**Your objective:** Recast the listing's lines between the line holding "Give the segmentation of every instance of the desk" and the line holding "Mark the region of each instance of the desk", inclusive, as a JSON list of strings, one string per line, leaving out any blank lines.

**Information shown:**

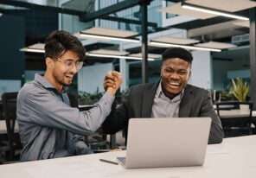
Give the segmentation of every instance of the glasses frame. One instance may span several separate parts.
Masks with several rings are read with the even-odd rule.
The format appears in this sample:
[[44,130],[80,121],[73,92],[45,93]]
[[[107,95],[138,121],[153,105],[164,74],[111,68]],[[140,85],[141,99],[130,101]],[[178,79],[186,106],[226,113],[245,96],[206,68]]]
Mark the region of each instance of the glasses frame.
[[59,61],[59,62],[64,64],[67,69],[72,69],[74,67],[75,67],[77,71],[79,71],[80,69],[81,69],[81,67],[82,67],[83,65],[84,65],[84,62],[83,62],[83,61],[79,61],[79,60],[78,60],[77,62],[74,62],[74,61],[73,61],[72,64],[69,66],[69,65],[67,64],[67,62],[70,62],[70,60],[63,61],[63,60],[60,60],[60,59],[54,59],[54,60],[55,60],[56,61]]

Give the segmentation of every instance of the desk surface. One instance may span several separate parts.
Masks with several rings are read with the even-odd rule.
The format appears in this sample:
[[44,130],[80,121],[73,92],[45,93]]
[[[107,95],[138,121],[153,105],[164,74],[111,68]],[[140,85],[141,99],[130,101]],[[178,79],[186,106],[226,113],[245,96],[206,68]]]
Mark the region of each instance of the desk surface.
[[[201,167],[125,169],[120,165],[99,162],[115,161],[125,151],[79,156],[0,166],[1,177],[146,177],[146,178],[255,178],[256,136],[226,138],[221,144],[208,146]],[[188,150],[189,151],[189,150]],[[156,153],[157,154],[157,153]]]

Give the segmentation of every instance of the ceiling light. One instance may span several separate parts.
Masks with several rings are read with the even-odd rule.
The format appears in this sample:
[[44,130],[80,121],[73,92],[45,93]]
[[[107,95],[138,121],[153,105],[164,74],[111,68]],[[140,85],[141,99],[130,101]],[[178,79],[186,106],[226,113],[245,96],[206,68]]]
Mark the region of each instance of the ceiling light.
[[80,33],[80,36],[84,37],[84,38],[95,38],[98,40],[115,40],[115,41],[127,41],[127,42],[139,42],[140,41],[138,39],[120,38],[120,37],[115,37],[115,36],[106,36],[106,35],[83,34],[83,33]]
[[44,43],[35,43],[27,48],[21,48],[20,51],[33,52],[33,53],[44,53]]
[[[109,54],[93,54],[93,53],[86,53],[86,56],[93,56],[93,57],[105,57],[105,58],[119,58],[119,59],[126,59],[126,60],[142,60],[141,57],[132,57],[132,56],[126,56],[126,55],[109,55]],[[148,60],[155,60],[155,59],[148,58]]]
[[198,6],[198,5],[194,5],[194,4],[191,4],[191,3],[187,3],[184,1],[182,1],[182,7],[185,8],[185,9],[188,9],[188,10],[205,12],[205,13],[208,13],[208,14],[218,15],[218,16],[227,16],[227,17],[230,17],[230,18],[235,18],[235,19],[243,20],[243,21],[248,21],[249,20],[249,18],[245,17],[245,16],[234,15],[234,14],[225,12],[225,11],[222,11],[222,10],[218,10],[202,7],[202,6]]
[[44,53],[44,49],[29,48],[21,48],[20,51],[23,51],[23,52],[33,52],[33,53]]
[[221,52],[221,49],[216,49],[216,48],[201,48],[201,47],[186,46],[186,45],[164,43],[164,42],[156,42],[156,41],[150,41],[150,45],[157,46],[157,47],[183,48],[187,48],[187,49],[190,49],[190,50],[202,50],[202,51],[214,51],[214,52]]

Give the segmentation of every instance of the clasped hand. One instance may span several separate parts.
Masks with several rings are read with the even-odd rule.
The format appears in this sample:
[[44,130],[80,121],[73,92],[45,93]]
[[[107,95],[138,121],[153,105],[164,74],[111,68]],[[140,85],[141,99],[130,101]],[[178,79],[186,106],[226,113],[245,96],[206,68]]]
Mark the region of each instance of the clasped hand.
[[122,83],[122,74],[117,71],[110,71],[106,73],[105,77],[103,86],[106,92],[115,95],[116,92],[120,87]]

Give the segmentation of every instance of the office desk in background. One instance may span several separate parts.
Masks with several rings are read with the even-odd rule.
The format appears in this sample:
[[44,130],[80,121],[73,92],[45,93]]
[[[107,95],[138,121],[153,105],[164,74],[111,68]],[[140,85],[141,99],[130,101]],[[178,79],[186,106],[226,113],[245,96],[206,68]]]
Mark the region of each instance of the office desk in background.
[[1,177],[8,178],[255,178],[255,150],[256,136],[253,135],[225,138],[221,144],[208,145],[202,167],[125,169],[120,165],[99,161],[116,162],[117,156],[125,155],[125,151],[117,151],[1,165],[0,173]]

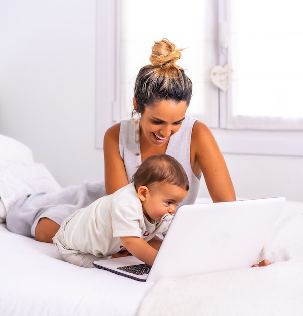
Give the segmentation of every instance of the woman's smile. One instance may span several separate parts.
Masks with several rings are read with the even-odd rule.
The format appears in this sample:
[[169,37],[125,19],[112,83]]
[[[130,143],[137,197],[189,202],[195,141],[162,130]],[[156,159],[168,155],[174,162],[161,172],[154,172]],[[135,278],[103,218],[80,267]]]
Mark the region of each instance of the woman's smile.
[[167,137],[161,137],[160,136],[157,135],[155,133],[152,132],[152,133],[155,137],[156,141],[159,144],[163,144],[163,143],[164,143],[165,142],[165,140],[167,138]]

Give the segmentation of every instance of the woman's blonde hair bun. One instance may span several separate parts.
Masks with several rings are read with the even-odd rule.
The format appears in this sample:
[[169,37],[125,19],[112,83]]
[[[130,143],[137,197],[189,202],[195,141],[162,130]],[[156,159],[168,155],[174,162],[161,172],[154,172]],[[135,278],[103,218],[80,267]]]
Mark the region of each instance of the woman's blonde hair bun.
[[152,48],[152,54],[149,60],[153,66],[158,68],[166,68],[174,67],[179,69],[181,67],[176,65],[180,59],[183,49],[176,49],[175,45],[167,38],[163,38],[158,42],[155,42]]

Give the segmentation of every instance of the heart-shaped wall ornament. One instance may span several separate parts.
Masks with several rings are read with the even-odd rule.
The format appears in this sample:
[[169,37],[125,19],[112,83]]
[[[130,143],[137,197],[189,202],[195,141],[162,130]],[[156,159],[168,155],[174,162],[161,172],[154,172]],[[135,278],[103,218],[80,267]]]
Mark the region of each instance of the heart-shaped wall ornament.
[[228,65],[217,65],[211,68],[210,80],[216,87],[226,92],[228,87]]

* * *

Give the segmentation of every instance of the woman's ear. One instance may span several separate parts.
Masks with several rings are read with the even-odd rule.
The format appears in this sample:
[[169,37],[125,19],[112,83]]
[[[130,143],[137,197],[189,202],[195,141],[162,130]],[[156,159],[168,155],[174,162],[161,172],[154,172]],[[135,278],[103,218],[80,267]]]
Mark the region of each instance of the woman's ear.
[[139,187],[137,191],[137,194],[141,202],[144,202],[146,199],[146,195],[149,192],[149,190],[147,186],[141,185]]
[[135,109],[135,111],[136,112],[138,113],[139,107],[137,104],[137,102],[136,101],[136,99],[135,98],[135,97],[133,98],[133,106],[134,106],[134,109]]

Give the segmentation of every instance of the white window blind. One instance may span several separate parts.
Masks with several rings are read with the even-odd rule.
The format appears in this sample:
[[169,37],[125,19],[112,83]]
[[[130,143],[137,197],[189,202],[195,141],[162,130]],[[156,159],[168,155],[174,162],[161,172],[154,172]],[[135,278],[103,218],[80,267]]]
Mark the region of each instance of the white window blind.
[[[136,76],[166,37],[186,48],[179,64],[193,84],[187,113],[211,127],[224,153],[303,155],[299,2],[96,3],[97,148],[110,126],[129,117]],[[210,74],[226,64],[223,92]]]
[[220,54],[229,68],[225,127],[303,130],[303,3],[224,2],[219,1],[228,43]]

**Exercise output:**
[
  "Give the segmentation of every instance of the desk surface. One instance may span several separate parts.",
  "Masks with several rings are read with the even-odd rule.",
  "The format appears in this sample:",
  "[[44,130],[80,121],[73,92],[45,93]]",
  "[[[107,95],[138,121],[153,105],[164,74],[111,68]],[[140,85],[141,99],[130,101]],[[178,79],[186,106],[226,113],[245,96],[206,68]]]",
  "Mark the region of each instance of the desk surface."
]